**What to work on**
How many lines of the entries hold the string "eagle"? Reply with the number alone.

§ §

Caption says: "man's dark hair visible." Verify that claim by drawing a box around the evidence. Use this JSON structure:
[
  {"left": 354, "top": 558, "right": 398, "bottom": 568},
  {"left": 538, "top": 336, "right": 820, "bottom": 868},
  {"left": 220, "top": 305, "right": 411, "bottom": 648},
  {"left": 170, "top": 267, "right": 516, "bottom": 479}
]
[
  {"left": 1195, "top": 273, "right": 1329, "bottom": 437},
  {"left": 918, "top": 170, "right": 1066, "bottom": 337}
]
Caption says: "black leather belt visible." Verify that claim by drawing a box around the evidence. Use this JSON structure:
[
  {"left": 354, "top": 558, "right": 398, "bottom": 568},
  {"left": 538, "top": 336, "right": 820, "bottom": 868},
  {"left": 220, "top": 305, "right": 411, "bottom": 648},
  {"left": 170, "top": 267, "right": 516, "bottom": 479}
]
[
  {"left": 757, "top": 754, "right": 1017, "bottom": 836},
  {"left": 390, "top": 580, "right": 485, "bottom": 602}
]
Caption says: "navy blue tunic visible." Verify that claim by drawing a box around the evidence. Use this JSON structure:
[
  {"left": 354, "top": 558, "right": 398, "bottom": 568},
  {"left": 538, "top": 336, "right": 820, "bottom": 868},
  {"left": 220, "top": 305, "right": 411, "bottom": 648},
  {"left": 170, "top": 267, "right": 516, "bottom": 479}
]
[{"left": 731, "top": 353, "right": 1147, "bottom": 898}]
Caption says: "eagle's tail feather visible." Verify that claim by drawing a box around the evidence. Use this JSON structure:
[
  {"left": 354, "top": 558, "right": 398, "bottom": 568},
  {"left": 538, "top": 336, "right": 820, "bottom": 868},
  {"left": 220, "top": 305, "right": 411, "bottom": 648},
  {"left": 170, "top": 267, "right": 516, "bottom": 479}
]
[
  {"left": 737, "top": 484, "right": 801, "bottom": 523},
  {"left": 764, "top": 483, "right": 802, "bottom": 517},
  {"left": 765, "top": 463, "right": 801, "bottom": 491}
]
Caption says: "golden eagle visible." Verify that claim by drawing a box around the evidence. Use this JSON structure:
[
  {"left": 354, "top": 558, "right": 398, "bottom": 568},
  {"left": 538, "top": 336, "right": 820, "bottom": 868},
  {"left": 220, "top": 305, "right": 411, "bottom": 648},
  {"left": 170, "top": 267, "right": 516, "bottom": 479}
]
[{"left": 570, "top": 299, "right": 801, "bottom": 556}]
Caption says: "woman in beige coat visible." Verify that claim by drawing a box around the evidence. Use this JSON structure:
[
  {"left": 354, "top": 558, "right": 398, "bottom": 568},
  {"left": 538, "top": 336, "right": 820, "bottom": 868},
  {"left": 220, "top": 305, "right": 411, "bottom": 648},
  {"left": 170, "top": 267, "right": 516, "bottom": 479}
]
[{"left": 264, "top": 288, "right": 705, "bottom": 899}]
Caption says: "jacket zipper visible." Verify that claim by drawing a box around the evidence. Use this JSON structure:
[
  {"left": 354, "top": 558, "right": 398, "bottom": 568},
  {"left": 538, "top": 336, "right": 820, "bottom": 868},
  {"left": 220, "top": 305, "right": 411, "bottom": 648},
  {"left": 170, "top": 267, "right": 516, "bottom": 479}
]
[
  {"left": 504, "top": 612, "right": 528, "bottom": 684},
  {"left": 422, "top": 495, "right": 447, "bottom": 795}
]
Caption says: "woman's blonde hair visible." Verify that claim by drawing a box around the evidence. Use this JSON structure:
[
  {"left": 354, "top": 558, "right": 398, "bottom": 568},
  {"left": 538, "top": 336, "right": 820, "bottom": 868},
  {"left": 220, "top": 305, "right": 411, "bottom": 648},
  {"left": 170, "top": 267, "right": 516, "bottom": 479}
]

§ §

**Problem solution**
2